GIVEN PASSAGE

The MS program includes required core courses and technical elective courses. MS students must complete forty-eight units of graduate course credit for graduation (twelve courses). Students must obtain approval from their adviser and the SE Graduate Affairs Committee on proposed course work to complete the degree. Although there are no foreign language requirements with the MS program in geotechnical engineering, CCGA recognizes that foreign language competence may be an important element of graduate education of doctoral programs. Two MS plans are offered—the MS comprehensive examination plan and the MS thesis plan. All MS students will be assigned an adviser upon entering the MS program who can provide guidance on selecting between these plans. Students may switch advisers after the first quarter. Students must choose between the MS comprehensive examination plan and the MS thesis plan by the end of the second quarter of study.

In addition to the forty-eight units, students must complete three quarters of SE 290 to meet graduation requirements, but they do not have to be taken consecutively. Students are strongly recommended to take SE 290 every quarter.

The MS comprehensive examination plan requires forty-eight units (twelve courses) of regular course work and completion of a written comprehensive examination covering the course work. The comprehensive examination must be taken no later than the end of the eighth week of the quarter for which the student intends to graduate. In the core courses, the instructor selects one problem on the midterm or final exam (could be a project/long HW) to be the comprehensive exam problem. A separate Pass/Fail score is assigned to this problem. (The problem may still count toward the total exam score.) The minimum passing score is 60/100. A passing score must be obtained in all four courses.

DATASET CONTENT
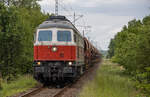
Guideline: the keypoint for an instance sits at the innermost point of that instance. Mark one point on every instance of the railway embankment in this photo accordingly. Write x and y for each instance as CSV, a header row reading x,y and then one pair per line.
x,y
20,84
110,81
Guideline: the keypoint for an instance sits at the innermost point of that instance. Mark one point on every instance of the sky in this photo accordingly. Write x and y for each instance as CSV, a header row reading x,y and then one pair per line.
x,y
106,17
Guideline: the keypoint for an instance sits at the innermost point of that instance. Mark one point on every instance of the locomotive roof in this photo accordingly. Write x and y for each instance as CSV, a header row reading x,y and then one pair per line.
x,y
58,22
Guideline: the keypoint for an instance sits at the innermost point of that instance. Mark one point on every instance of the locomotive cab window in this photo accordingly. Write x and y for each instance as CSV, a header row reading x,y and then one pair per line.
x,y
45,35
64,36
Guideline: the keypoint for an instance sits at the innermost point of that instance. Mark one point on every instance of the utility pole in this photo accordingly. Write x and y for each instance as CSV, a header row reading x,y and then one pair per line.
x,y
56,7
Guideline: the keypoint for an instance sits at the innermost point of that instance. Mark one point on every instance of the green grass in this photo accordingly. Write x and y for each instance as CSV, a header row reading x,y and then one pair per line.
x,y
109,82
20,85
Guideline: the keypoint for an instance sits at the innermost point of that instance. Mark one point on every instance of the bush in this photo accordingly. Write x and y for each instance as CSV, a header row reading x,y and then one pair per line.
x,y
132,49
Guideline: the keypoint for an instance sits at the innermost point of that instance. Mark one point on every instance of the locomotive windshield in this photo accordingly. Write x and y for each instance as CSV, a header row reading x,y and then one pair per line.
x,y
45,35
64,36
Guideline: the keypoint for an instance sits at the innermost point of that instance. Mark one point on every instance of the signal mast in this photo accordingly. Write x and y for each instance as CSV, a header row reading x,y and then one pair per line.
x,y
56,7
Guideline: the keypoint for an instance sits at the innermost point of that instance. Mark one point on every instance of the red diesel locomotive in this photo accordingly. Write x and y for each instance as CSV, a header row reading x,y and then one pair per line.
x,y
60,51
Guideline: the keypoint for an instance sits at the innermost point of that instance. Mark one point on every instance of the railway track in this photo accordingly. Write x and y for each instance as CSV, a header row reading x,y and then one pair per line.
x,y
54,92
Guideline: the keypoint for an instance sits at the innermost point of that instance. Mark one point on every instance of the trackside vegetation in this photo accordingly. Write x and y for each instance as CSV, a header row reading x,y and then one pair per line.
x,y
18,21
21,84
110,81
131,49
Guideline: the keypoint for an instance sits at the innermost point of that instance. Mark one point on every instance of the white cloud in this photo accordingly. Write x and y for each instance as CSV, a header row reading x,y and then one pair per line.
x,y
106,17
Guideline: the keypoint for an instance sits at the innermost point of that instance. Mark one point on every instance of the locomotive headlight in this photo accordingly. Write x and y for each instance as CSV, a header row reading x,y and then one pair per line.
x,y
54,49
38,63
70,63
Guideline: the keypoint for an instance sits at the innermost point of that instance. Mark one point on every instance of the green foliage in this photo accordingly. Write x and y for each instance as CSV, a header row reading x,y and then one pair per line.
x,y
132,50
17,26
21,84
110,82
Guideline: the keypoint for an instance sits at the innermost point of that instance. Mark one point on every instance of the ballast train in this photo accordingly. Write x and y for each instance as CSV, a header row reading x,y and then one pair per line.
x,y
60,51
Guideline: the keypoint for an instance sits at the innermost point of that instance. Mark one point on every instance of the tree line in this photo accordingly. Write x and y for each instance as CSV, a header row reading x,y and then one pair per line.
x,y
18,22
131,49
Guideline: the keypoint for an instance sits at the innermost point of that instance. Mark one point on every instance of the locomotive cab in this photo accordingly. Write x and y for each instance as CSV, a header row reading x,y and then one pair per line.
x,y
58,51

TASK BRIEF
From the MS program passage, copy word for word the section starting at "In addition to" and ending at "290 every quarter.". These items have no connection to the MS program passage.

FULL ANSWER
In addition to the forty-eight units, students must complete three quarters of SE 290 to meet graduation requirements, but they do not have to be taken consecutively. Students are strongly recommended to take SE 290 every quarter.